_Passage_
This story originally appeared in i-D’s The Darker Issue, no. 365, Winter 2021. Order your copy here.
Through her writing, curation, visual art and filmmaking, Aria Dean has theorised the contemporary moment in astute and prescient ways. Her creative and intellectual practices both explore and resemble the loops, cycles, and patterns of media, race, technology and the built environment. Aria does not only attend to systems and infrastructures, but also to the ghosts that haunt them.
Aria’s fluency in a variety of media constitutes a kind of laboratory where she is constantly working at untangling the most complex knots of our contemporary condition. Architecture, which she initially wanted to study as an undergraduate at Oberlin College, has remained an important analytic framework for her thinking. It attracted her partly for how subjective understandings of how the world is constructed shapes the way we build inhabitable spaces. Though she ended up studying fine art at Oberlin, she was always drawn to art that engaged with architecture, such as the minimalist sculpture of the 60s and 70s. “Minimalist practices end up feeling rather architectural,” she says, “insofar as they’re infrastructural or they peel back the layer of appearances and are more about relation. Architecture is about how people relate to space and to each other through space.”

Region annotation entries

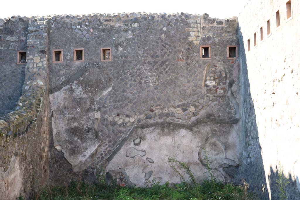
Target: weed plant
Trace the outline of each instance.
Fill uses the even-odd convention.
[[[256,200],[253,193],[247,190],[245,181],[242,186],[235,186],[217,180],[212,173],[207,152],[203,149],[203,160],[206,165],[204,173],[207,179],[197,183],[188,165],[170,157],[170,167],[180,177],[180,183],[162,184],[154,180],[151,186],[145,188],[122,187],[108,184],[103,170],[96,172],[98,183],[89,184],[83,182],[71,182],[65,187],[44,187],[34,199],[39,200]],[[185,175],[184,173],[185,173]],[[188,180],[184,179],[188,178]]]

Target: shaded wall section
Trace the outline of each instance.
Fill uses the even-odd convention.
[[[13,110],[22,94],[26,63],[17,64],[17,52],[26,50],[28,20],[0,19],[0,116]]]
[[[51,113],[46,87],[48,29],[43,19],[29,20],[22,95],[16,109],[0,118],[1,199],[15,200],[20,195],[32,199],[47,180]]]
[[[275,184],[280,162],[290,182],[286,189],[288,199],[300,196],[300,40],[297,36],[300,31],[300,7],[299,1],[291,1],[292,16],[287,19],[286,3],[251,1],[239,17],[240,43],[245,50],[240,57],[244,72],[244,173],[258,193],[262,193],[262,184],[266,184],[268,194],[264,194],[264,199],[278,199]],[[278,10],[280,19],[277,22]]]

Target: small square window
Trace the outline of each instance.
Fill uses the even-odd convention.
[[[276,27],[279,27],[280,25],[280,14],[279,13],[279,10],[278,10],[276,12]]]
[[[238,57],[238,46],[236,45],[227,45],[227,58],[235,59]]]
[[[291,6],[291,1],[286,2],[286,19],[292,16],[292,7]]]
[[[271,28],[270,25],[270,19],[267,21],[267,35],[271,34]]]
[[[262,27],[260,27],[260,41],[262,41],[263,39],[263,35],[262,34]]]
[[[17,64],[24,64],[26,62],[26,51],[18,51],[17,54]]]
[[[84,49],[74,49],[74,62],[84,62]]]
[[[62,49],[56,49],[52,51],[52,62],[54,63],[62,63],[63,59]]]
[[[111,52],[111,48],[101,48],[101,61],[112,61]]]
[[[211,59],[210,45],[200,45],[200,59]]]
[[[256,46],[256,33],[254,33],[253,34],[253,40],[254,42],[254,46]]]

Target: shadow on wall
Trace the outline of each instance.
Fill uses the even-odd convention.
[[[239,28],[239,25],[238,27]],[[244,162],[243,165],[241,167],[241,178],[245,178],[250,189],[262,199],[279,200],[279,190],[276,185],[276,180],[278,177],[277,166],[275,169],[270,166],[264,168],[255,109],[250,92],[243,37],[240,30],[238,32],[240,45],[239,59],[241,66],[241,110],[244,129],[241,136],[244,142]],[[265,170],[267,170],[269,168],[269,171]],[[296,185],[299,178],[298,176],[292,177],[290,172],[288,176],[285,176],[289,181],[284,189],[287,199],[300,199],[300,188],[297,189]]]
[[[275,184],[277,183],[276,180],[278,178],[278,166],[276,166],[275,169],[273,169],[272,167],[270,167],[270,175],[268,175],[268,179],[270,183],[270,188],[272,199],[272,200],[280,200],[281,199],[278,196],[278,194],[280,191],[278,187]],[[290,173],[289,173],[288,177],[286,177],[289,183],[286,185],[284,188],[284,190],[286,193],[285,196],[287,197],[289,200],[298,200],[300,198],[300,196],[295,195],[295,194],[299,194],[299,191],[297,189],[296,181],[293,181],[292,178],[292,175]],[[296,179],[299,179],[299,178],[297,176]]]
[[[238,53],[240,65],[241,110],[243,130],[241,137],[244,144],[243,165],[241,170],[241,178],[245,178],[251,190],[264,199],[269,199],[266,187],[266,173],[261,153],[261,147],[258,140],[258,132],[256,124],[254,103],[250,92],[250,83],[248,74],[247,60],[243,36],[239,30],[240,48]],[[264,191],[263,185],[266,186]]]

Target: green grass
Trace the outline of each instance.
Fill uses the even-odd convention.
[[[146,188],[122,187],[112,183],[107,184],[103,170],[97,170],[97,184],[89,185],[84,182],[70,182],[65,187],[46,187],[37,193],[36,200],[256,200],[253,193],[247,191],[249,184],[244,181],[242,186],[234,185],[218,181],[214,176],[208,154],[205,149],[203,160],[208,179],[202,184],[196,182],[194,173],[184,162],[175,158],[168,158],[169,165],[181,178],[180,184],[161,184],[155,181],[152,186]],[[184,179],[180,172],[187,175]]]
[[[102,183],[89,185],[83,182],[71,182],[65,187],[46,187],[34,199],[40,200],[254,200],[255,196],[247,188],[207,181],[196,186],[182,182],[171,187],[154,182],[149,187],[130,188]]]

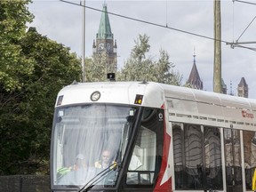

_What is asked_
[1] According to the profile of Aria Dean, what did she first want to study as an undergraduate at Oberlin College?
[2] In the records, switch "Trace" to "Draw" in everything from the line containing "Target: small square window" down to the line containing "[[[17,64],[24,64],[26,62],[26,51],[18,51],[17,54]]]". Return only those lines.
The text and the records have no connection to each other.

_Solutions by task_
[1] Architecture.

[2]
Target: small square window
Draw the outline of each instance.
Fill uses the even-odd convention.
[[[276,27],[279,27],[280,25],[280,14],[279,13],[279,10],[278,10],[276,12]]]
[[[238,57],[238,46],[236,45],[227,45],[227,58],[235,59]]]
[[[291,6],[291,1],[286,2],[286,19],[292,16],[292,7]]]
[[[271,28],[270,25],[270,19],[267,21],[267,35],[271,34]]]
[[[262,27],[260,27],[260,41],[262,41],[263,39],[263,35],[262,34]]]
[[[17,64],[24,64],[26,62],[26,51],[18,51],[17,54]]]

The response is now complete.